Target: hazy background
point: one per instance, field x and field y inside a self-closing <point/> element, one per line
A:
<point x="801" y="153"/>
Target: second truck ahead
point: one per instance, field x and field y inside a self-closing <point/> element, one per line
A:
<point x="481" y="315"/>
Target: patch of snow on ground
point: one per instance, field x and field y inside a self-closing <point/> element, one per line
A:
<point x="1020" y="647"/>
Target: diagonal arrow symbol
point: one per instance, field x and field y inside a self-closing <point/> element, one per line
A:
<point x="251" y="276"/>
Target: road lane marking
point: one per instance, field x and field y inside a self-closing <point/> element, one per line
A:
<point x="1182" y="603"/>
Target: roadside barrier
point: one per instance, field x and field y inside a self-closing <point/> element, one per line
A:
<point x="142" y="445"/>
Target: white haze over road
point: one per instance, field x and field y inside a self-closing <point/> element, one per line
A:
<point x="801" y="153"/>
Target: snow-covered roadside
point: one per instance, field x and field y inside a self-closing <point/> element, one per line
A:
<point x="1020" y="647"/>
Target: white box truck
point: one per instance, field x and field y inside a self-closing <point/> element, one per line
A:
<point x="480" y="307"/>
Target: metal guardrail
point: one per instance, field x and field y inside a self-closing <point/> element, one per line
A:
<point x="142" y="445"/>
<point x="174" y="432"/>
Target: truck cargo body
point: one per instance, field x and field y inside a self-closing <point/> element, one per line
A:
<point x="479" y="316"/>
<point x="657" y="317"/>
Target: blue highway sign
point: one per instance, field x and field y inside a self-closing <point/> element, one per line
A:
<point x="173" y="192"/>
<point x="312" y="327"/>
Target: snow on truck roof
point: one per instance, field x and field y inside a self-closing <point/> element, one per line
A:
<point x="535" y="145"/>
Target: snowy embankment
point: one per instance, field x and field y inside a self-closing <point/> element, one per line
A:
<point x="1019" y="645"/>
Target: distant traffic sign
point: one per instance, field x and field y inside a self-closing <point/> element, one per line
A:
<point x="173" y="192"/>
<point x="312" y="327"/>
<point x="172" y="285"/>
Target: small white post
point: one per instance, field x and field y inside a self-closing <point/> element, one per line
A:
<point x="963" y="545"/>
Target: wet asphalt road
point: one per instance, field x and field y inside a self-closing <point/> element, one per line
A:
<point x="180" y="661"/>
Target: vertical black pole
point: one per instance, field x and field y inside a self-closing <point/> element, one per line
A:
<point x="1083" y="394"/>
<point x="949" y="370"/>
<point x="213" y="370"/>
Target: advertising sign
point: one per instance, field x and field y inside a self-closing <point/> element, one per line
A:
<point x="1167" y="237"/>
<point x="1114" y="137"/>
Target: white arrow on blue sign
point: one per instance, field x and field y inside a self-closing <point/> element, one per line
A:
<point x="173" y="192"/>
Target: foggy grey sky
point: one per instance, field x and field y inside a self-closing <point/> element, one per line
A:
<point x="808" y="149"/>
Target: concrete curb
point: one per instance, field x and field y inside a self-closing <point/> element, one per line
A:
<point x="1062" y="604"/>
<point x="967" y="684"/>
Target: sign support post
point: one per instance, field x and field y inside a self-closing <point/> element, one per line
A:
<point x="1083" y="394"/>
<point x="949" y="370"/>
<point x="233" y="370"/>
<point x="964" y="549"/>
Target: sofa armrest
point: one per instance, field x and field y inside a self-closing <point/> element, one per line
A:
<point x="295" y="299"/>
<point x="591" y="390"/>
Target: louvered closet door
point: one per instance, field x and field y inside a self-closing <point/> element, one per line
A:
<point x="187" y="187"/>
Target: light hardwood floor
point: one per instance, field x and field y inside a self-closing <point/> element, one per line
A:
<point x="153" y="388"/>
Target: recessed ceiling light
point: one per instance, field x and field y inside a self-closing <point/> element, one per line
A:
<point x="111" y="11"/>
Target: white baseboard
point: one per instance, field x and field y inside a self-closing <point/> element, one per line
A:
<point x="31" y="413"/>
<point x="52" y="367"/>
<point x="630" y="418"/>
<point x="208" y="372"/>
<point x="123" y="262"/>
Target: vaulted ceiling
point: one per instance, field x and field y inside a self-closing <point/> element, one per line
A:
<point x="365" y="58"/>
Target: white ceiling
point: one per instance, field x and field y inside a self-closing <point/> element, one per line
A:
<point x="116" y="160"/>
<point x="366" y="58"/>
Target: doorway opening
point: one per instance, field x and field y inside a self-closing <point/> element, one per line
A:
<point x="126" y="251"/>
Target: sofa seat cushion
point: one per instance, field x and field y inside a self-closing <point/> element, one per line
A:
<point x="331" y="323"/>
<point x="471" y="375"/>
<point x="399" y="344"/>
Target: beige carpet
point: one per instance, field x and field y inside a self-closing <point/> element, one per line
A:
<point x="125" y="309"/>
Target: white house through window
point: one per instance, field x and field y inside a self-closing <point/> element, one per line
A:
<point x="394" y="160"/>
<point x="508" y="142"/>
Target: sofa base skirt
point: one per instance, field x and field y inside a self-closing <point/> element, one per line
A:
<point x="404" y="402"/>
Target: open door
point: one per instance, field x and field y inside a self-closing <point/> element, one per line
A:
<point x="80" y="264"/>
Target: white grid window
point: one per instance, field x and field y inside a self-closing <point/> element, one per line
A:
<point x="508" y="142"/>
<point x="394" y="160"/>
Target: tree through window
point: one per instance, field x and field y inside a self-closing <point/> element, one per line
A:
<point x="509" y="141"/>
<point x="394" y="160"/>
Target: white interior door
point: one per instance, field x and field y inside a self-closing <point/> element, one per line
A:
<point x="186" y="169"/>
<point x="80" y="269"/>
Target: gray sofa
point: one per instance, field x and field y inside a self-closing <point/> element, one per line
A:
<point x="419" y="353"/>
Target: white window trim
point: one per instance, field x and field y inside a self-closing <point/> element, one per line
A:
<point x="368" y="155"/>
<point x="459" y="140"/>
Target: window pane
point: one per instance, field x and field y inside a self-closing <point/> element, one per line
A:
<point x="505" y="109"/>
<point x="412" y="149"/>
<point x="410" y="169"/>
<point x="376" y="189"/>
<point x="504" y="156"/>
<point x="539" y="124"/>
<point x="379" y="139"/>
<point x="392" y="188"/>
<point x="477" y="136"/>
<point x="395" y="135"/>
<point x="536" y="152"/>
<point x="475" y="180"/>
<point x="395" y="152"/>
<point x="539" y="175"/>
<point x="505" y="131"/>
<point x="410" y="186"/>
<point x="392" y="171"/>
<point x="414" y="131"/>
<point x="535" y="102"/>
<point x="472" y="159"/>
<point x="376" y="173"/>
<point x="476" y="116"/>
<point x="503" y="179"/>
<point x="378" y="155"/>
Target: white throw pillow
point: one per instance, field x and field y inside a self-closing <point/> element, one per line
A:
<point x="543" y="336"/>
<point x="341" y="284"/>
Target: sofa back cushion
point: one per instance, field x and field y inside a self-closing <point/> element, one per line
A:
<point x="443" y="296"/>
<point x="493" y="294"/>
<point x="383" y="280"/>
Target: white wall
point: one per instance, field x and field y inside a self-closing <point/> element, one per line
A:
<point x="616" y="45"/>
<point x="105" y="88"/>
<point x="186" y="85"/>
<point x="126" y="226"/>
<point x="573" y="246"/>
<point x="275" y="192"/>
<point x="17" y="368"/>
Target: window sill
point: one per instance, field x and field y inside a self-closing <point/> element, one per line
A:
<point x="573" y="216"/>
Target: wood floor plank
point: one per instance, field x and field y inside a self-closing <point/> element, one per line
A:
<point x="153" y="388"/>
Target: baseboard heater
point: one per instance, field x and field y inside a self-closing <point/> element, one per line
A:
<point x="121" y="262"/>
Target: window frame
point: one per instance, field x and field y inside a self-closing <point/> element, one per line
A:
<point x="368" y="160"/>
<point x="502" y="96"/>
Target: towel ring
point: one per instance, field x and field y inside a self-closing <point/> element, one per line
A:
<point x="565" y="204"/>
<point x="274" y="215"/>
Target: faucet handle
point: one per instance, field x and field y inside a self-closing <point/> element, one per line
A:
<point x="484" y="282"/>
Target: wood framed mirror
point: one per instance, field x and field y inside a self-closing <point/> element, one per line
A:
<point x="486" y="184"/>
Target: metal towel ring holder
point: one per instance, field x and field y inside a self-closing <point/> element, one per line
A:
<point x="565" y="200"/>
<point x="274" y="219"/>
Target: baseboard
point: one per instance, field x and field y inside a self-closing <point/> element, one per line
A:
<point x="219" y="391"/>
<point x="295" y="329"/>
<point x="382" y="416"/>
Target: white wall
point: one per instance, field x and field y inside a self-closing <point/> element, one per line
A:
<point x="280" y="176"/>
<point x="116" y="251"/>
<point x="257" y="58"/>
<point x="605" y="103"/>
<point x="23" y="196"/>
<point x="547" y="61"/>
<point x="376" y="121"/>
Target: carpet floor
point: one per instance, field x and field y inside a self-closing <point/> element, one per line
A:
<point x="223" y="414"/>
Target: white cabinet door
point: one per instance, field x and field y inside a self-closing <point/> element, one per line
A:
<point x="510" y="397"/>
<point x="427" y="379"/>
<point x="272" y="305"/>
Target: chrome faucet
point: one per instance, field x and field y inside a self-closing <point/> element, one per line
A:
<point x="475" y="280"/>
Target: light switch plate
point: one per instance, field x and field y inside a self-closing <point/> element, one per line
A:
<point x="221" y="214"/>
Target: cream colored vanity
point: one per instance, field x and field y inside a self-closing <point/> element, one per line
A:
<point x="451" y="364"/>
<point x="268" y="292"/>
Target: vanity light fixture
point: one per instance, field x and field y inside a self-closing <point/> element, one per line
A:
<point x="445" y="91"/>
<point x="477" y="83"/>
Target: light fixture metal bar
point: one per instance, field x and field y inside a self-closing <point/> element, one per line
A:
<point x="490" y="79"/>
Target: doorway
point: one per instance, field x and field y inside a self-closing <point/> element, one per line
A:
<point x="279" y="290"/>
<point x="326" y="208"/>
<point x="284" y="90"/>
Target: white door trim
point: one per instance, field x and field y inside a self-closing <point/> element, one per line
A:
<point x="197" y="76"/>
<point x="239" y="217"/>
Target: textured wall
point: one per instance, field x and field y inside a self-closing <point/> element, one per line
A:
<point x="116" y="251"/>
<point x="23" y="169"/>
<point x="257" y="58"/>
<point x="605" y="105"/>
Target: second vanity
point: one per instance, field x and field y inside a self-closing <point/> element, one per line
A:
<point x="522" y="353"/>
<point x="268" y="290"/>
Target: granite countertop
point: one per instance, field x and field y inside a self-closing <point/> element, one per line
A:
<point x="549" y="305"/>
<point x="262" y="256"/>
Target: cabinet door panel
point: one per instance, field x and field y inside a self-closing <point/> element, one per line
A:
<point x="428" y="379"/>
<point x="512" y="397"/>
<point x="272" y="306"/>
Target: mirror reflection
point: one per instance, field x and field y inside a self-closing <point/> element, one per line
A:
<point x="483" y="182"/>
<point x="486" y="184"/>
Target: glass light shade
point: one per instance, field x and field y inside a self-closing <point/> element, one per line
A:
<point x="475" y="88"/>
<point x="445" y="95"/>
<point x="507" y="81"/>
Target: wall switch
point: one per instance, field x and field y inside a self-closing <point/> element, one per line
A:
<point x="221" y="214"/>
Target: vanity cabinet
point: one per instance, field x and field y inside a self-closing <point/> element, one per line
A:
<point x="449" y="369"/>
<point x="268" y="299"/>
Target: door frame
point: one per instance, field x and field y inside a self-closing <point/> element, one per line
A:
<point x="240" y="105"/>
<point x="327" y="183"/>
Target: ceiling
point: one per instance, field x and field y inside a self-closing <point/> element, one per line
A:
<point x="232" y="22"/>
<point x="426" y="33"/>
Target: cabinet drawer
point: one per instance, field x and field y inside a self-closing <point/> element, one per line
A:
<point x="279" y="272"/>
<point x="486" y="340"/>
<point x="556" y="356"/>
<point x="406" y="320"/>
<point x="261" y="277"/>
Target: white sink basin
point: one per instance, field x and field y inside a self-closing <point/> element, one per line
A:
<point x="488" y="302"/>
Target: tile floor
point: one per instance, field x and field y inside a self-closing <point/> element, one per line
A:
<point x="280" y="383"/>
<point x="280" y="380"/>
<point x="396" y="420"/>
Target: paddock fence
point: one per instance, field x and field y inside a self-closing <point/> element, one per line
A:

+++

## EXERCISE DETAILS
Retype only the lines above between the line with "Target: recessed ceiling light" and the line with "Target: vaulted ceiling", counting those two lines as well, and keep every character as it is.

## TASK RESULT
Target: recessed ceiling light
point: one per instance, field x and field y inside a self-closing <point/> element, one per line
A:
<point x="111" y="11"/>
Target: white baseboard
point: one per instance, field x and field y inside a self-closing <point/> element, one per line
A:
<point x="31" y="413"/>
<point x="52" y="367"/>
<point x="630" y="418"/>
<point x="208" y="372"/>
<point x="123" y="262"/>
Target: vaulted ceiling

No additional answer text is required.